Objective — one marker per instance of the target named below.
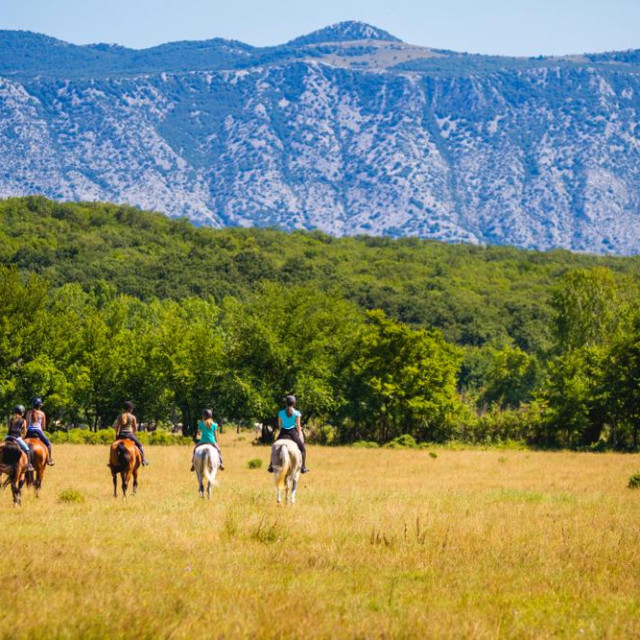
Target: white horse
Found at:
(206, 461)
(286, 460)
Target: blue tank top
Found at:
(288, 422)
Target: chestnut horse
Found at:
(13, 462)
(124, 459)
(40, 457)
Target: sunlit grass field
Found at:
(381, 543)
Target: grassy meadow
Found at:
(382, 543)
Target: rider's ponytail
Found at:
(291, 403)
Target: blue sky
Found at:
(511, 27)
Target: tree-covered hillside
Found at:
(378, 337)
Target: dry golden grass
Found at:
(478, 544)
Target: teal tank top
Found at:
(207, 434)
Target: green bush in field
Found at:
(70, 496)
(402, 442)
(634, 481)
(365, 444)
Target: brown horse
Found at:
(124, 459)
(40, 456)
(13, 462)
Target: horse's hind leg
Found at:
(38, 482)
(125, 483)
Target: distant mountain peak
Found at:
(344, 32)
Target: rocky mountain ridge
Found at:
(348, 130)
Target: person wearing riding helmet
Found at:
(17, 429)
(289, 423)
(126, 427)
(207, 429)
(36, 424)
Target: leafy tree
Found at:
(399, 380)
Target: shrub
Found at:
(634, 481)
(269, 533)
(70, 496)
(326, 434)
(404, 441)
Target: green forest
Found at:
(378, 338)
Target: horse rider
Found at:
(207, 429)
(17, 429)
(126, 427)
(289, 423)
(36, 424)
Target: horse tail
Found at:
(284, 465)
(122, 454)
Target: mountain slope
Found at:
(333, 132)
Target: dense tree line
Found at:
(377, 337)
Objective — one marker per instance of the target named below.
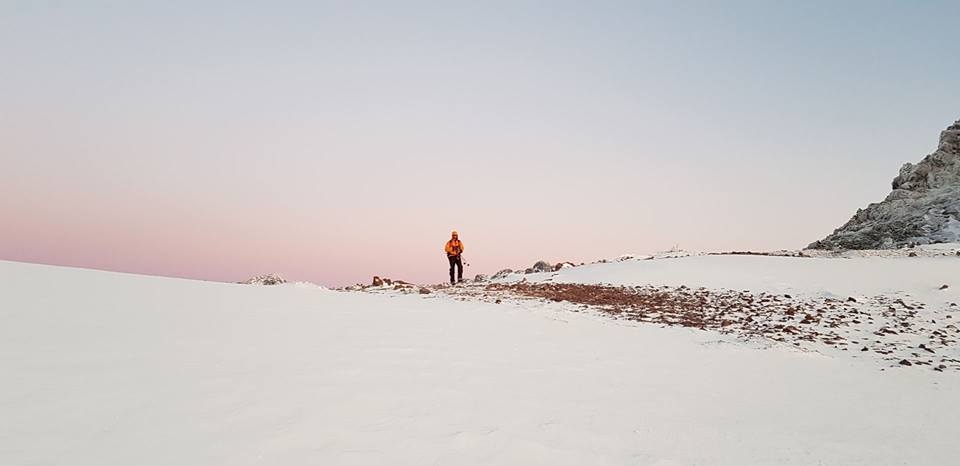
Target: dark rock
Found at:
(923, 207)
(542, 266)
(269, 279)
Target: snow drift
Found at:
(111, 369)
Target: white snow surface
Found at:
(103, 368)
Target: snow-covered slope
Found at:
(111, 369)
(836, 277)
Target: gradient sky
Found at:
(331, 141)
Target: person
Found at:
(454, 249)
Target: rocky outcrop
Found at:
(923, 208)
(269, 279)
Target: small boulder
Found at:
(542, 266)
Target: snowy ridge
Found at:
(100, 368)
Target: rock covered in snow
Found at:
(563, 265)
(541, 266)
(923, 208)
(269, 279)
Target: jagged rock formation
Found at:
(923, 208)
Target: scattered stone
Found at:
(923, 207)
(269, 279)
(541, 266)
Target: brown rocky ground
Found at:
(896, 330)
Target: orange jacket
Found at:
(454, 247)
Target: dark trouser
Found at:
(456, 262)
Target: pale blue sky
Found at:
(182, 136)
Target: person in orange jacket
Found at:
(453, 249)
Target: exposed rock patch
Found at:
(923, 208)
(269, 279)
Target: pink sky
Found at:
(331, 144)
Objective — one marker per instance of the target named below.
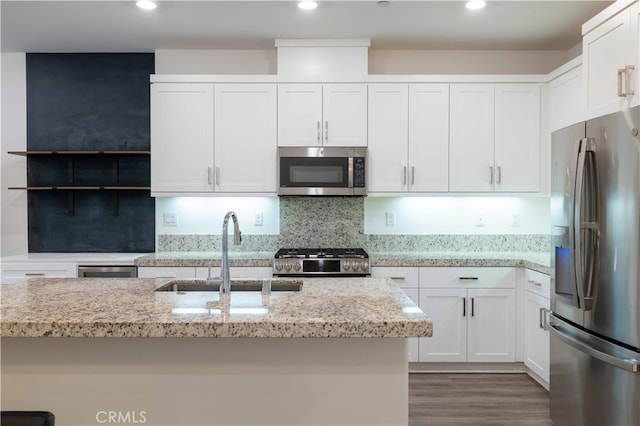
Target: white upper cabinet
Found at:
(388, 138)
(181, 137)
(471, 167)
(494, 138)
(428, 137)
(189, 157)
(317, 115)
(408, 137)
(245, 138)
(566, 99)
(517, 138)
(610, 53)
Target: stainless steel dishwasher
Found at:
(107, 271)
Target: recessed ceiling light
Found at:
(146, 4)
(475, 4)
(307, 4)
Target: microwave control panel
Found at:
(358, 172)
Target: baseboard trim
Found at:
(467, 367)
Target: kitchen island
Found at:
(86, 349)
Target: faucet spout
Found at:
(225, 287)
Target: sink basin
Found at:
(246, 284)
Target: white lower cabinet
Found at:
(537, 304)
(407, 278)
(17, 271)
(473, 313)
(201, 272)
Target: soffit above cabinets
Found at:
(118, 26)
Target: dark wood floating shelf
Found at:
(82, 188)
(112, 152)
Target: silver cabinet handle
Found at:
(632, 365)
(620, 92)
(628, 70)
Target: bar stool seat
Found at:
(27, 418)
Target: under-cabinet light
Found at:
(476, 4)
(146, 4)
(307, 4)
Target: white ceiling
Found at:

____________

Leave out every picture, and repeat word for word only the lines from the one holding "Target: pink sky" through the end of the entries above, both ends included.

*Problem solution*
Target: pink sky
Found at:
(331, 144)
Objective — one marker per instance of the target named below.
Target: white upper cabinet
Found at:
(388, 138)
(181, 137)
(471, 167)
(494, 138)
(428, 137)
(189, 157)
(317, 115)
(408, 137)
(245, 138)
(566, 99)
(517, 138)
(610, 53)
Target: stainless steel dishwasher
Found at:
(107, 271)
Target: recessed ceiling light
Found at:
(146, 4)
(475, 4)
(307, 4)
Target: microwave control panel
Found at:
(358, 172)
Target: baseboard trim
Found at:
(467, 367)
Target: kitchen island
Found at:
(86, 349)
Target: faucet spout
Found at:
(225, 287)
Target: sink basin
Found at:
(246, 284)
Target: white lower cabinet
Found at:
(537, 304)
(407, 278)
(17, 271)
(473, 313)
(201, 272)
Target: soffit above cabinets
Found at:
(118, 26)
Target: dark wood floating shelf
Found at:
(82, 188)
(112, 152)
Target: silver cabinet handle
Found at:
(632, 365)
(620, 92)
(628, 70)
Target: bar stool seat
Found at:
(27, 418)
Target: under-cabinet light
Found at:
(476, 4)
(146, 4)
(307, 4)
Target: white ceiling
Found at:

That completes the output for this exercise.